Extrait choisi:
═══
Qui devrait trancher cette question, nos dirigeants, nos élites ou la population? La levée de boucliers qui se produit chaque fois qu'on pose la question me fait dire deux choses. D'abord, nos dirigeants et nos élites ne font pas confiance au jugement des gens ordinaires. En second lieu, les élites pensent qu'elles ont toujours raison. Qui plus est, elles en ont la certitude absolue.

Pendant la campagne électorale de 1993, j'ai demandé à nombre de mes électeurs de la circonscription de Nanaïmo-Cowichan de discuter avec moi de cette question avec moi quand je leur ai rendu visite. Ils craignaient qu'une fois élu j'exprimerais mon propre point de vue sur ce sujet, notamment, plutôt que de les représenter et de faire valoir le leur. Ces électeurs ont évoqué le cas de Tommy Douglas, un éminent parlementaire et l'un de mes prédécesseurs comme député de la circonscription.

(1340)

Apparemment, un sondage dans la circonscription de Nanaimo-Cowichan et les îles avait révélé que plus de 80 p. 100 des électeurs étaient favorables au maintien de la peine de mort. Or, Tommy Douglas, aussi respectable soit-il, est revenu à Ottawa et a voté en faveur du projet de loi visant à abolir la peine de mort, car cela allait contre sa conscience. C'est peut-être compréhensible, mais cela nous amène à nous demander quelle est la première obligation d'un député.

Voilà pourquoi le Parti réformiste s'est doté d'une politique touchant les questions de moralité ou de conscience personnelle. En vertu de cette politique, quand de telles questions de moralité se présentent, nos députés devraient faire trois choses. D'abord, quand on le leur demande, ils devraient faire part de leur opinion personnelle à leurs électeurs; deuxièmement, établir l'opinion de la majorité de leurs électeurs sur la question; et troisièmement, voter conformément aux voeux de la majorité.
═══
Les lignes:
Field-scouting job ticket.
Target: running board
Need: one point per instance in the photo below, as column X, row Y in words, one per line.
═══
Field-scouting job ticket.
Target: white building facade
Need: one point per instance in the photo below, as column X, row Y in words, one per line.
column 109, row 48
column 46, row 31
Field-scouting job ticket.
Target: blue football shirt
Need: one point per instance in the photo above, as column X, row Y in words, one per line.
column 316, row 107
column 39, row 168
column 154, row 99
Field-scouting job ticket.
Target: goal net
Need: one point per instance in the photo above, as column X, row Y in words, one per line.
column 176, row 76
═══
Exercices:
1/ D'après l'extrait choisi, quelle proportion des électeurs de Nanaimo-Cowichan et les îles était favorable au maintien de la peine de mort selon le sondage?
2/ Filtrez les lignes en ne recopiant que celles qui contiennent la chaîne "Target", en respectant la casse.

Corrigé:
1/ Plus de 80 p. 100 des électeurs.

2/
Target: running board
Target: white building facade
Target: blue football shirt
Target: goal net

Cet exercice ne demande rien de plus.